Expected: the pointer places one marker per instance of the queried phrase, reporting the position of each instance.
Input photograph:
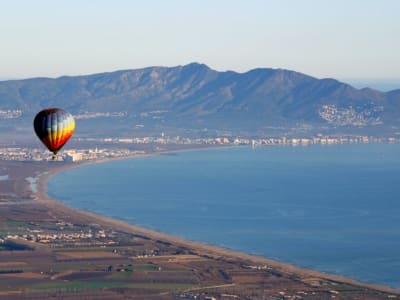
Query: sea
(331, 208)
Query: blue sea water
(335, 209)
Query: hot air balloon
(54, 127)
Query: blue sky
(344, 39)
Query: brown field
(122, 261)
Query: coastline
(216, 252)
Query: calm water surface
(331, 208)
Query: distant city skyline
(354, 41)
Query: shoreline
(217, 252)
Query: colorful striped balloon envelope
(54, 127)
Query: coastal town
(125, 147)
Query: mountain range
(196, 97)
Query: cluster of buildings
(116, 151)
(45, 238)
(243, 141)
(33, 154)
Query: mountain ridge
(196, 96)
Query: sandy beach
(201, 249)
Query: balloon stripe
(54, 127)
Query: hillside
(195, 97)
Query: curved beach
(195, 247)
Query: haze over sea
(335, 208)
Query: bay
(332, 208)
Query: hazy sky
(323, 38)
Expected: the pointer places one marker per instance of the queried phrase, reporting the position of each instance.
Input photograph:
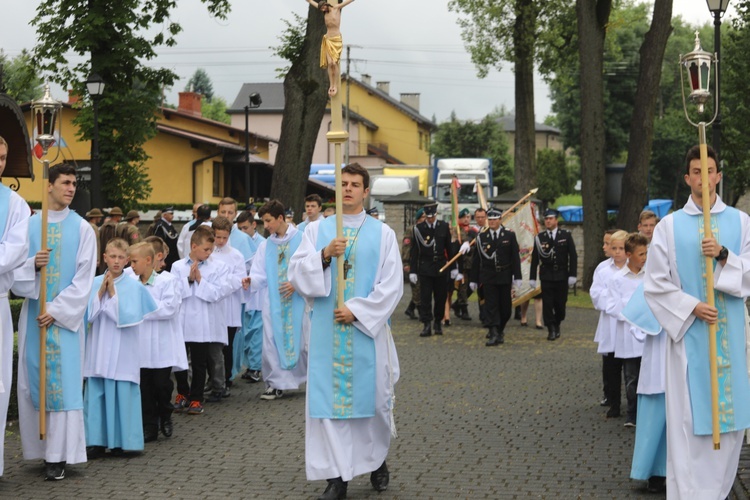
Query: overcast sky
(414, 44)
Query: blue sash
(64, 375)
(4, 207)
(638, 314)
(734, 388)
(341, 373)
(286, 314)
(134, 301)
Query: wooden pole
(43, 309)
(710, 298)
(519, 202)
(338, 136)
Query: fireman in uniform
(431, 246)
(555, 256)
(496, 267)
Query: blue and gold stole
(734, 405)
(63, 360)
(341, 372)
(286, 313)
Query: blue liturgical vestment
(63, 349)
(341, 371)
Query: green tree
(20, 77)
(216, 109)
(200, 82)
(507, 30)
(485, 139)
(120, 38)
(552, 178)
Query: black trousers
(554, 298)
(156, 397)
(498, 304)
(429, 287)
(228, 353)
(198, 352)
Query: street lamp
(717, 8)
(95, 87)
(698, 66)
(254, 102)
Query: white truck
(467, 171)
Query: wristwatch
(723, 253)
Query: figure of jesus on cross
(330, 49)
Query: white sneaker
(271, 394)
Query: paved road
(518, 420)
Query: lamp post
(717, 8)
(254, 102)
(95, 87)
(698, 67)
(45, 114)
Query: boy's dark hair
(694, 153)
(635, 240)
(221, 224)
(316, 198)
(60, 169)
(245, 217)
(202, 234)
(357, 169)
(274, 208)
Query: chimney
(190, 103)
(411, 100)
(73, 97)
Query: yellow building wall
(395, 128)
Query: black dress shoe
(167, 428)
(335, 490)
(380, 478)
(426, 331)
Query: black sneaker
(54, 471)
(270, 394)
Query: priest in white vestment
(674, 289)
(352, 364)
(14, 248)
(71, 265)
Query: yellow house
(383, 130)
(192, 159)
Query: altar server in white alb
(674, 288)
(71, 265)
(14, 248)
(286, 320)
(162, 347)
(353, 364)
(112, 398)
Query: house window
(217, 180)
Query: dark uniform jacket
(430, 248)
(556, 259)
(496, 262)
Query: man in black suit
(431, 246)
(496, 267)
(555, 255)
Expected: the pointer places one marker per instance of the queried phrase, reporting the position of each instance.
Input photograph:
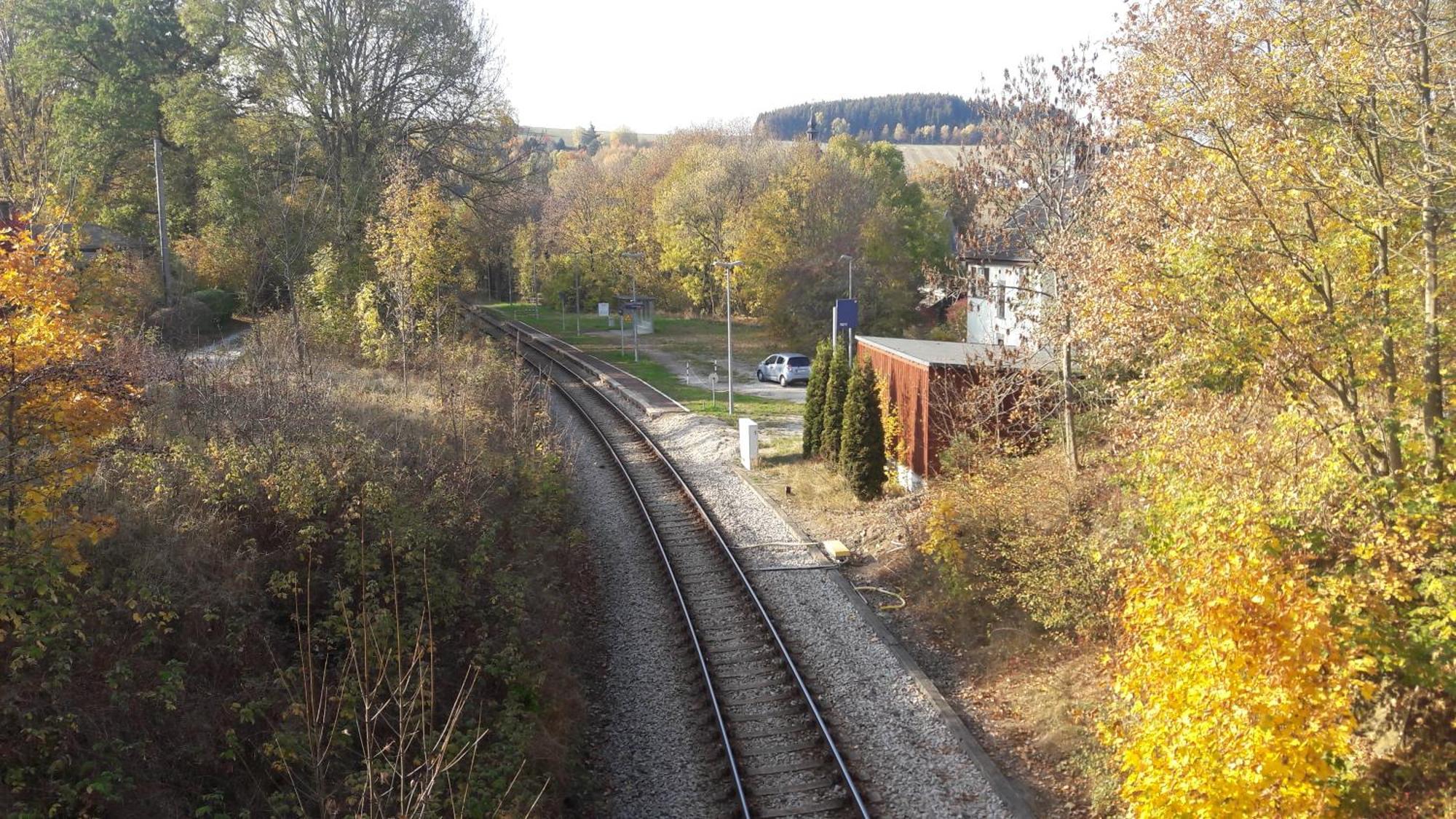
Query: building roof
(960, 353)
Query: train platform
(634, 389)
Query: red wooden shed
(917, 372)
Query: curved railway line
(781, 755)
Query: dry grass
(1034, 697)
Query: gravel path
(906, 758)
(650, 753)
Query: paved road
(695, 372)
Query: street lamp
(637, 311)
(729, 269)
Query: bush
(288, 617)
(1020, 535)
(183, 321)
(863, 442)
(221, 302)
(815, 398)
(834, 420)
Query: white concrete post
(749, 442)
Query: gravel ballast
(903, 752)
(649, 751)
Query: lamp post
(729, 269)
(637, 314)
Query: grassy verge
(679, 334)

---

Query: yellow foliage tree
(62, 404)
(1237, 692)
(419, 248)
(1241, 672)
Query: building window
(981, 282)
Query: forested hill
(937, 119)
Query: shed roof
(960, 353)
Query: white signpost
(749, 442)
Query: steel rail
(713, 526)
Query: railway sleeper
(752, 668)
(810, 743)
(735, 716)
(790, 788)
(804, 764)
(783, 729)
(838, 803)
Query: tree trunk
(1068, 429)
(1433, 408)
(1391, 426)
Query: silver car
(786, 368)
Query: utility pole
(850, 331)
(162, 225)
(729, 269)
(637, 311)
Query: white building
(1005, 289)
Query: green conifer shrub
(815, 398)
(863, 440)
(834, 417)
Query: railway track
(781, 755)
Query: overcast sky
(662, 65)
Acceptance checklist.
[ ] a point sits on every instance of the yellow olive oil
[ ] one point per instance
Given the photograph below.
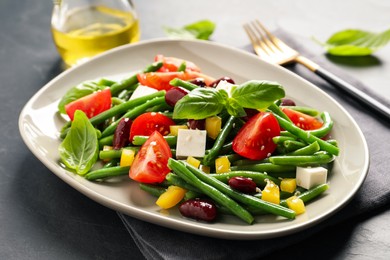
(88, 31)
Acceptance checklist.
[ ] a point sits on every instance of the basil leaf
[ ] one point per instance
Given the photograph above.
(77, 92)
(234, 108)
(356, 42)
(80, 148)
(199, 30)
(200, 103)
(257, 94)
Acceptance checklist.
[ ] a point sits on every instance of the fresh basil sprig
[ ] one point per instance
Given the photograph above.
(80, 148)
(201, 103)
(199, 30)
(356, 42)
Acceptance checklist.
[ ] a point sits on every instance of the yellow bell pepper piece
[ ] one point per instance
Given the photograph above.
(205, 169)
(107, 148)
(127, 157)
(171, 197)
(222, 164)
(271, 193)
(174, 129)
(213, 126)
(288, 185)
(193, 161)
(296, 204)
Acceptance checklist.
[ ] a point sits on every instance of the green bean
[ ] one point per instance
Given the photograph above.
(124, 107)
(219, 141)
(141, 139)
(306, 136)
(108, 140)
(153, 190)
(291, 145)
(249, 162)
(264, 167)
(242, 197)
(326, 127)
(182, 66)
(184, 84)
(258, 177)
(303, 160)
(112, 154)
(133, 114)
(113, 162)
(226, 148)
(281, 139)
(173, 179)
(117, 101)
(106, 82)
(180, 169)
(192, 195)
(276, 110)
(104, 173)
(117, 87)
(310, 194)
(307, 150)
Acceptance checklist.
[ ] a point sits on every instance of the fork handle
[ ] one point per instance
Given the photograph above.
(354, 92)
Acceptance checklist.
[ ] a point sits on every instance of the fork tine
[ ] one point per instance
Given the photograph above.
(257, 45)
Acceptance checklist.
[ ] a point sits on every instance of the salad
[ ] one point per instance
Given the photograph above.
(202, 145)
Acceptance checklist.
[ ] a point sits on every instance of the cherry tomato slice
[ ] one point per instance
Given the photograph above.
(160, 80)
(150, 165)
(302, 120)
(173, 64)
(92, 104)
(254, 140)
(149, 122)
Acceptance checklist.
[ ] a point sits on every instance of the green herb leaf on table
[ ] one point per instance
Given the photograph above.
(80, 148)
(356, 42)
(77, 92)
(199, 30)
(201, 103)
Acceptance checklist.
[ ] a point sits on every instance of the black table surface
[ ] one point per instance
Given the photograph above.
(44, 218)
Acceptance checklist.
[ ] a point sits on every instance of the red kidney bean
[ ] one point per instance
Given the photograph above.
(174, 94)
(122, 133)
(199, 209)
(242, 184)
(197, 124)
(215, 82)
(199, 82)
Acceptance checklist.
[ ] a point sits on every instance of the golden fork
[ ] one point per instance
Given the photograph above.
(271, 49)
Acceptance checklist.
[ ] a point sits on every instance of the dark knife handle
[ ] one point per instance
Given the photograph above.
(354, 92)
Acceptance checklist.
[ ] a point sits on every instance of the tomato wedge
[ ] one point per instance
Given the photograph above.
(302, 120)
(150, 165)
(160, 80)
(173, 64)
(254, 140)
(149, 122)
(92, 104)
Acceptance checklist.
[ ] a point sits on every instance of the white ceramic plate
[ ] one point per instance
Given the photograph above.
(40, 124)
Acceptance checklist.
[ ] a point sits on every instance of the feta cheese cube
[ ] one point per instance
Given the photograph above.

* TO DO
Look over the records. Copy the lines that include the word "handle".

* SOLUTION FOR THIS TASK
[ ] a point sits on every instance of the fork handle
[ ] a point sits on every instance of the dark knife handle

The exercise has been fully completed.